*TASK DETAILS*
Please copy out the entries below word for word, starting at the line that contains "Q: For every instance of the woman's mouth" and continuing through the last line of the entries, with both ends included.
::: SUPPLIED RECORDS
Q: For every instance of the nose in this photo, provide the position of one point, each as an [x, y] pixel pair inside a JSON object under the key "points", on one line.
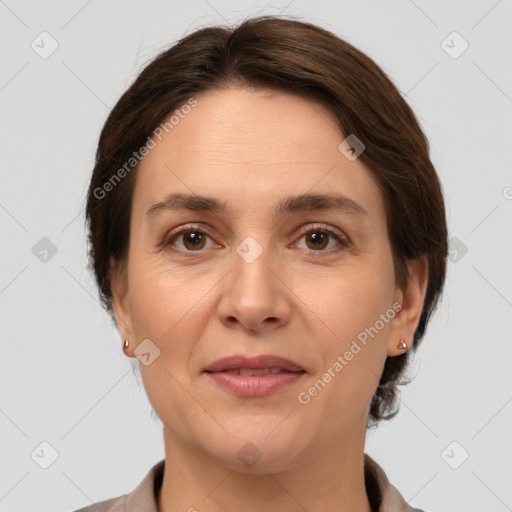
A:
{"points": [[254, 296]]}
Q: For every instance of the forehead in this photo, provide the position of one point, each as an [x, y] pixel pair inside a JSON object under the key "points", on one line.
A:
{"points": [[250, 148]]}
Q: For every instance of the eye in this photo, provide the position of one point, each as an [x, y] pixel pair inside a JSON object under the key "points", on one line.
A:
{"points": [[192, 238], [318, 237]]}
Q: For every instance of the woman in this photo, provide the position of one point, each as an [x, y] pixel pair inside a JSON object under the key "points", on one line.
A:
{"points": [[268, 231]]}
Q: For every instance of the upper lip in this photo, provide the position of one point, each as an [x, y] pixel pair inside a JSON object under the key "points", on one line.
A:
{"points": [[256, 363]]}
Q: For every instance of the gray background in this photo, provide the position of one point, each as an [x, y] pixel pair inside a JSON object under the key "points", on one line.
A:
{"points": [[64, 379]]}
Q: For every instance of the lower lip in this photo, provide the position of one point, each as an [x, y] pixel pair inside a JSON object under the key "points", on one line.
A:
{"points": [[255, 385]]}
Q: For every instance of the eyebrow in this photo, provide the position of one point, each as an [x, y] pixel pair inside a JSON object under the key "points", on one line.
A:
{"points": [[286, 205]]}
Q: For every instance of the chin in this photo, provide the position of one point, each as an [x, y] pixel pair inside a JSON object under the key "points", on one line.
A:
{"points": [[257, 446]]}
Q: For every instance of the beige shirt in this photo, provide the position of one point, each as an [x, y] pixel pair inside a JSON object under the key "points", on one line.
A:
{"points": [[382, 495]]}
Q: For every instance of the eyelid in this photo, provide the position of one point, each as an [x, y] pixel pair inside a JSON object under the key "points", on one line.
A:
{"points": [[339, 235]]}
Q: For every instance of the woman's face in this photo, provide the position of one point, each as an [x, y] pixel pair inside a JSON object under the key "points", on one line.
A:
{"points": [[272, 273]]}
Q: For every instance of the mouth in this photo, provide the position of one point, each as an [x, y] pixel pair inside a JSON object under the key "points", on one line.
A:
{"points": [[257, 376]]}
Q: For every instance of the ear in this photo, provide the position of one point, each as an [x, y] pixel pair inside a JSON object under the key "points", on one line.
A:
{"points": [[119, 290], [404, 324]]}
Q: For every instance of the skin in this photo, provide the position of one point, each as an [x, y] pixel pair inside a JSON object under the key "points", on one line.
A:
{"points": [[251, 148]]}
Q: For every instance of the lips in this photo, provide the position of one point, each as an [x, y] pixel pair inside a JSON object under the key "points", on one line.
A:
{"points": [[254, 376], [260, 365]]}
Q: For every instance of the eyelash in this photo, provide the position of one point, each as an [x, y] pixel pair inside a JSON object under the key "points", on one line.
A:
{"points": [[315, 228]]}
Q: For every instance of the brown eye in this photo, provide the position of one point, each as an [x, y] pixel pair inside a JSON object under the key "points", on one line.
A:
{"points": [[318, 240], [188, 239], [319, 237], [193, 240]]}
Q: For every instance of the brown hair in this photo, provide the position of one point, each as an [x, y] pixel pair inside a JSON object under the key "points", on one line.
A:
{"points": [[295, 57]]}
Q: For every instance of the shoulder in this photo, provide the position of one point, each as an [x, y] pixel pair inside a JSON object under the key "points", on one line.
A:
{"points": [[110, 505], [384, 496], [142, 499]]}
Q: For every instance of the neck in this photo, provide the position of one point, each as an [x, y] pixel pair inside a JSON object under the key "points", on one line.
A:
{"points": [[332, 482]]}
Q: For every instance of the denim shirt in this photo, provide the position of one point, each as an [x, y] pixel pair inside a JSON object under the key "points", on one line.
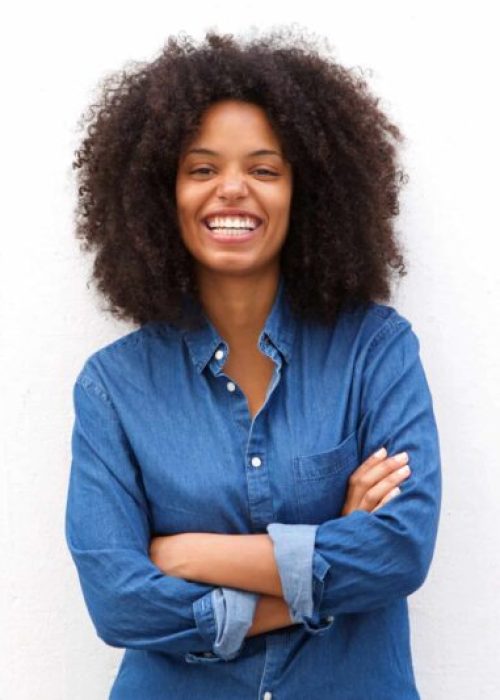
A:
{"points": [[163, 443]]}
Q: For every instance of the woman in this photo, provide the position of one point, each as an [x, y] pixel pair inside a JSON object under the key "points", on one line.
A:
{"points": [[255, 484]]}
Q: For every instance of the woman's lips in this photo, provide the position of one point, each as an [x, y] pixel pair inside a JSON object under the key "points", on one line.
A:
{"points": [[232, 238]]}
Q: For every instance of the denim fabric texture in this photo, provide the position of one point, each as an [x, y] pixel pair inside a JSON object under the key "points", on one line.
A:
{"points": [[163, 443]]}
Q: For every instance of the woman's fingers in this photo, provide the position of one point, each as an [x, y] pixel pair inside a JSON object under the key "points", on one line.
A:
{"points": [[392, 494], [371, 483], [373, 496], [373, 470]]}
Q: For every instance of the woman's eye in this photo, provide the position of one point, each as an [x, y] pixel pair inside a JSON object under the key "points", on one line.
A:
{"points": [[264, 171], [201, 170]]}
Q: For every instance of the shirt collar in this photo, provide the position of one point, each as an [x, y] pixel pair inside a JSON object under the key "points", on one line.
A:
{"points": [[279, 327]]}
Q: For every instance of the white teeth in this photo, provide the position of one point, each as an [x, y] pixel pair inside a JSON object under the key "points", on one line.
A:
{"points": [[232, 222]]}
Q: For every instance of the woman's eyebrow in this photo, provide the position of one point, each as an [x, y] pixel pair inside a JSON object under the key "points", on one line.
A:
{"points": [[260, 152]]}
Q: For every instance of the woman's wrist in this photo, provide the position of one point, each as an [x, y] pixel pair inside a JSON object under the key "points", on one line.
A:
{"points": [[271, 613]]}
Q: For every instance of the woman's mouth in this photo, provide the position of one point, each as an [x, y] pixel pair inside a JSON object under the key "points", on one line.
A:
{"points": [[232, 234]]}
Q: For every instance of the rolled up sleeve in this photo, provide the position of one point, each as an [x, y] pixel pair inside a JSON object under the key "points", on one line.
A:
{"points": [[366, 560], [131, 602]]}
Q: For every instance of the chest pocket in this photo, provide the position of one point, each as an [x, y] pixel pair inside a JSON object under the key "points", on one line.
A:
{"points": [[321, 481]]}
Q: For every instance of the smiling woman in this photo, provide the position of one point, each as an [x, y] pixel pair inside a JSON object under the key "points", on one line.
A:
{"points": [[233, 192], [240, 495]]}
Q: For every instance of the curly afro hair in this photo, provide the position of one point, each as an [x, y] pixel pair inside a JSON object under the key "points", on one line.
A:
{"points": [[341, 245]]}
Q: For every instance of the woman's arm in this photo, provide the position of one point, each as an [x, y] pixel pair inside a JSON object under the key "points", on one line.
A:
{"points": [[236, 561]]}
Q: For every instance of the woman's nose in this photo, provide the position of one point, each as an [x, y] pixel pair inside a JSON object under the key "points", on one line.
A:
::::::
*SOLUTION TO THIS PROBLEM*
Q: For every instance of the woman's mouth in this photo, provide the position of one point, each as an [x, y] pixel pair inside a JSON object under the key "points", on one line.
A:
{"points": [[232, 234]]}
Q: For every instance of the rolled up sleeve in this photo, provide the position of one point, each as an [x, y] pixel pair inside a JSON object under the key "points", on one line.
A:
{"points": [[366, 560], [131, 602]]}
Q: For every instance of the chest pocket in this photo, provide the position of one point, each as an [x, y] pixel pair inside a JSON object under the key "points", on one line.
A:
{"points": [[321, 481]]}
Q: For every instance of the smiling woman in this photo, provide the position of one point, each as an [x, y] pixel pair inside a JSON object under the key "points", on one line.
A:
{"points": [[233, 192], [240, 495]]}
Q: For every instance of the curly afro hair in this photo, provide the position of one point, each as an [x, y] pixel pair inside a JSON object under the key "points", on one line.
A:
{"points": [[341, 245]]}
Q: For every instance of the woman's arm in this photo, provide the position of one point, each as an [x, y] pixel pair inside a JSON object under the key "points", on one line.
A:
{"points": [[236, 561]]}
Q: For every instance of the woman's nose in this photo, provide the position of one point, each as an [x, y] pixel pair inside a JSON object under the key "points", on one line.
A:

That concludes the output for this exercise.